• [Required work]: Reproduce word for word the records below, from the line with "Can you find the van rear" up to and including the final line of the records.

* * * * *

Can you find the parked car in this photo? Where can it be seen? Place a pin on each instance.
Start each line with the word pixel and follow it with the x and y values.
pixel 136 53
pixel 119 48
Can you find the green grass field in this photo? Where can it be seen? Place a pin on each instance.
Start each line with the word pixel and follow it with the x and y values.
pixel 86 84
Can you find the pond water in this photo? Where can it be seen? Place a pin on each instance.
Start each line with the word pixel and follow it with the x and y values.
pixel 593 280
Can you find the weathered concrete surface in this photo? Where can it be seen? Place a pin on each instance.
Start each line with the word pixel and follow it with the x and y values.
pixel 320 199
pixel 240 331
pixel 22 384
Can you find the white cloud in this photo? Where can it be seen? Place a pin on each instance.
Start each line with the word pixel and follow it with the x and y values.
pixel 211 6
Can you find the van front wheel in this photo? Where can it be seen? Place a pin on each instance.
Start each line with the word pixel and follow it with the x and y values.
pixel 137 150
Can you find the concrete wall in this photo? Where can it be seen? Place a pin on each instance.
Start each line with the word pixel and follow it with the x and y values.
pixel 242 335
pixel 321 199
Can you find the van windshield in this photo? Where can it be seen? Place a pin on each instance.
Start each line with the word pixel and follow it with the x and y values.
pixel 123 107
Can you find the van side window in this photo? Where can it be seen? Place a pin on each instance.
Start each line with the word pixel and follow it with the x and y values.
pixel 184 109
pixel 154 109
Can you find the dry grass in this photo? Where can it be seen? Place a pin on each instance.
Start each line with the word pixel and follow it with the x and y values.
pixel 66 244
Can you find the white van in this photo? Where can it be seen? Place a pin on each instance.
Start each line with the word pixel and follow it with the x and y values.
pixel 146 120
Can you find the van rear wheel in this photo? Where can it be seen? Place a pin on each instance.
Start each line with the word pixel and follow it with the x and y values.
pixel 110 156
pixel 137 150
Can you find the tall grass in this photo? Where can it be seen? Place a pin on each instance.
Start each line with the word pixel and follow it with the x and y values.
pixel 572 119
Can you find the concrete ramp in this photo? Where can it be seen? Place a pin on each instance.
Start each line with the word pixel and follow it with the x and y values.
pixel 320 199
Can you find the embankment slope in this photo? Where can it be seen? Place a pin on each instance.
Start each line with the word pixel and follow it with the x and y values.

* * * * *

• [Written response]:
Can you find the van rear wheel in this photo? Where can it be seen? Place a pin on each instance.
Start each line with the word pixel and follow it with the x and y values.
pixel 110 156
pixel 137 150
Can you find the tall grass in this photo? Where can it be seen? Place a pin on each instance.
Start each line with the word pixel and follow it with the x and y values.
pixel 572 119
Can you find the concrete ramp in this photo? Where can it be seen? Place a pin on each instance.
Start each line with the word pixel and follow it with the x and y values.
pixel 320 199
Can you find the embankment slope in this photo? Where can it be seen? Place a pin on each instance.
Start each line with the word pixel and follow it with the x and y values.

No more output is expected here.